### To do
- 1) List every four-letter airport identifier that appears in the spring flying article below.
- 2) Answer these from the spring flying article below:
(a) What airplane is planned for the trip?
(b) About how long is the flight from Mount Pleasant to Marion?
(c) To how many hours do you want to increase the reserve?

### Text shown
Spring Break-Out

Mud season is upon us, and depending on your region it might be mucky already. This is also LIFR (“Let’s Instead Fly Recliners”) time, when most of us sit around wishing it would clear up. Maybe we’ll work out the skills at the sim station to stay fresh, or repair the drone(s) we crashed the day after Christmas. That’s the first advantage for those of you with the currency, comfort, and equipment to launch on a day like this: Runways and airways all to yourselves. And the freezing levels have climbed, so you can stay below icy layers. Best of all, you get to log actual instrument time, plus approaches. The caveat? It’ll take some willingness to be creative to ensure the muck doesn’t make for a bad day.

Plan B, First

That’s foremost on your mind as you plan a trip in the comfy late-model Cessna 182 Skylane to Marion, Illinois. It’s about 3.5 hours from home in Mount Pleasant, Michigan. There, you’ll stop to visit relatives for a night before continuing on south for a spring-break trip. It’s a route you’ve flown in IMC a couple times, even down to minimums. But you were solo and topped off, so it almost qualified for round trip. That’s not the case today; it won’t even be a one-way non-stop to KMWA. With the family, golf clubs, and a few bags, you’re limited to well under five hours’ total endurance. And due to low-overcast conditions for most of the route, you want to increase the usual 1-hour reserve-including-alternate to 1.5 hours.

Yep, you’ve done this before. Maybe you can get halfway and stop in Lafayette, Indiana—tap, pinch, zoom, tap-tap—you’ve seen the RNAV/LPV approaches on both ends of the main runway, but those aren’t quite as low as the ILS 10, with the standard 200-1/2 minimums. Great, you will need that one. Now, just construct the enroute and approach plan, brief the full ILS procedure, brief the backups, pull up the alternates and … whoa, pause right there and zoom back out. This isn’t the final destination. Do you really want to take on the good chance of going missed, missed again, going to the alternate, disembarking everyone, redoing the plan, and maybe repeating all that at Marion? Not to mention you’ve already been preparing for an hour already.

So, regroup and check for breaks in the LIFR. Since those pink dots on the weather map show ceilings under 500 feet and/or visibility under 1 s.m., look for red or better yet, blue for Marginal VFR, which is at least 1,000-3. The best you can get without flying through Ohio and Kentucky (or crossing Lake Michigan) is actually just over the border in South Bend, Indiana. It’s not quite a third of the way, but KSBN is a big, comfy airport at 1,000-3. Since the Chicago area is the same, you can use Lansing (KIGQ) as your “official” alternate to comply with §91.169. Then, save Valparaiso as your “real” alternate, because the weather’s above approach minimums. It’s closer to South Bend, and there’s popcorn. So long as you’re willing to actually go to a filed alternate in the event of weather and lost comms, you can use this back-pocket method too at Marion. If you can’t get in there, its next-door neighbor Carbondale (KMDH) gets saved to your portable flight plan while Evansville is the filed alternate because it meets the 600-2 rule, just. Then, you grant yourself one approach at Marion; if you don’t land, divert.

### Entries shown
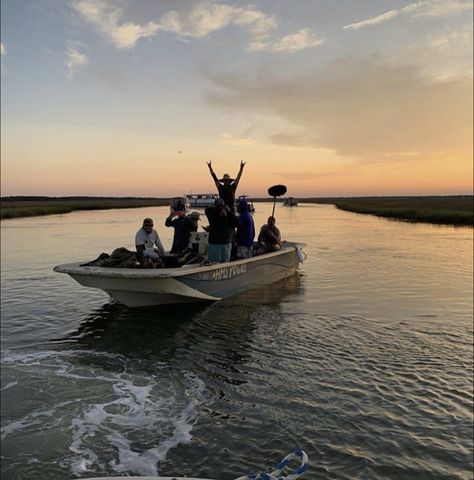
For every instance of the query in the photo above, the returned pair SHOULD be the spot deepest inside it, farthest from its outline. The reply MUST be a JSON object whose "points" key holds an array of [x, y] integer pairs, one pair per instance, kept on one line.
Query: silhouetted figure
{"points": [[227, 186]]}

* * *

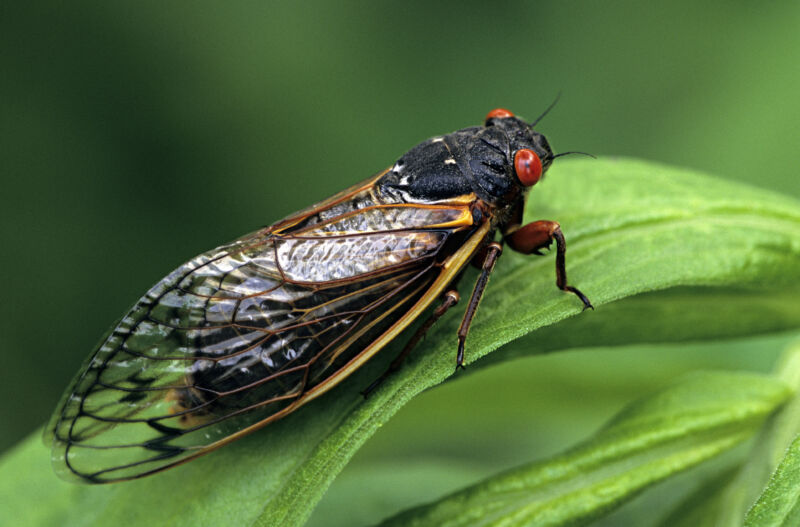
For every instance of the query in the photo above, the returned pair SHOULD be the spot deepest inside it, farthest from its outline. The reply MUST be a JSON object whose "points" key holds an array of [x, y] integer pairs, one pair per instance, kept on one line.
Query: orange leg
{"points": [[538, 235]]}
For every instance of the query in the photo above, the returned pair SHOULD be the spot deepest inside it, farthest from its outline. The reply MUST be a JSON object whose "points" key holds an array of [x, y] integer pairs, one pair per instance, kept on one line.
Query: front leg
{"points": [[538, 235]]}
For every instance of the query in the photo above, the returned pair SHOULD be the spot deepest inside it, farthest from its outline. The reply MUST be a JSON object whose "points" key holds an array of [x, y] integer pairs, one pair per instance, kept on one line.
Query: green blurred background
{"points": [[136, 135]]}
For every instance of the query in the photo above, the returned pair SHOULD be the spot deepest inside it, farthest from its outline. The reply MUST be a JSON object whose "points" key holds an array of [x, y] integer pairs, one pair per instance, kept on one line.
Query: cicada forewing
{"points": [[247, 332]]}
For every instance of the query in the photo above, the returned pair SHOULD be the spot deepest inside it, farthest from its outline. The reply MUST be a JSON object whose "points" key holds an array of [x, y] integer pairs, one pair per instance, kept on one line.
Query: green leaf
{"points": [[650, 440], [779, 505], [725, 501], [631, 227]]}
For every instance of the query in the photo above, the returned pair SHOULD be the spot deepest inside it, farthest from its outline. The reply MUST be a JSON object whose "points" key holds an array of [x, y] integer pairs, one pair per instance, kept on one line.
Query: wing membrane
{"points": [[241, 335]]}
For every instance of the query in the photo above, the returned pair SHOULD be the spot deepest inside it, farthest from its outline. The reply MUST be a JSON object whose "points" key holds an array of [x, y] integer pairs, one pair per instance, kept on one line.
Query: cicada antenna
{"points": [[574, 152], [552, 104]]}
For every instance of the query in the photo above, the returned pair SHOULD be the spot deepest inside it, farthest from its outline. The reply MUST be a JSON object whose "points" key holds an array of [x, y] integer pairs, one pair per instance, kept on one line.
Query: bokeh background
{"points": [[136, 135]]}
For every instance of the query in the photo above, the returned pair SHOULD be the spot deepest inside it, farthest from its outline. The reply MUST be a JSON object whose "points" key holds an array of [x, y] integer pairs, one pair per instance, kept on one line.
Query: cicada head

### Solved problems
- 1) KMWA, KSBN, KIGQ, KMDH

- 2)
(a) A late-model Cessna 182 Skylane.
(b) About 3.5 hours.
(c) 1.5 hours.